> _PROMPT_:
Please pick out every line in the items below that contains the word "foliage". Copy each of those lines.

## Begin INPUT RECORDS

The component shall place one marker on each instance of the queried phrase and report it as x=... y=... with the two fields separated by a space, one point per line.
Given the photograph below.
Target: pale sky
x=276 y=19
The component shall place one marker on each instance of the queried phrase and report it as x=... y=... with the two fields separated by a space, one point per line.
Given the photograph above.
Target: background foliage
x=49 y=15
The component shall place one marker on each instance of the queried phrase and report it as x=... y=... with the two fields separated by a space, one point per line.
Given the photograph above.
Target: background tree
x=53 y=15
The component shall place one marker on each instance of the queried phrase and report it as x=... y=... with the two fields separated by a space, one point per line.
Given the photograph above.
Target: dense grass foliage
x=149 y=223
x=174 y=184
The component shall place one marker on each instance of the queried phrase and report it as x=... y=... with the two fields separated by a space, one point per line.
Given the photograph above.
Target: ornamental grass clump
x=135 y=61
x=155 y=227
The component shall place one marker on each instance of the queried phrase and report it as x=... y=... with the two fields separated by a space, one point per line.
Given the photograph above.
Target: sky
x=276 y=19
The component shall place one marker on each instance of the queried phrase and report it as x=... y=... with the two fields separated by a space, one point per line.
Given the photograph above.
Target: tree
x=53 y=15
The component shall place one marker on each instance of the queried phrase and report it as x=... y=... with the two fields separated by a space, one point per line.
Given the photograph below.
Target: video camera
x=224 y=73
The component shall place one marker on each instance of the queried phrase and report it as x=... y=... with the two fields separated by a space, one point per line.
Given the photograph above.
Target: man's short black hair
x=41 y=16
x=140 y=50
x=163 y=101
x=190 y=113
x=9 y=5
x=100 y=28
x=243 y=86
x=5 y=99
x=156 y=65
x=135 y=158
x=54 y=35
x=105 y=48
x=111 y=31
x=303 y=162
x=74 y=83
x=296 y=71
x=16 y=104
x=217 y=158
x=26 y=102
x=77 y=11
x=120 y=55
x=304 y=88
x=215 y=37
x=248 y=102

## End INPUT RECORDS

> _FINAL RESULT_:
Target: background foliage
Target: dense grass foliage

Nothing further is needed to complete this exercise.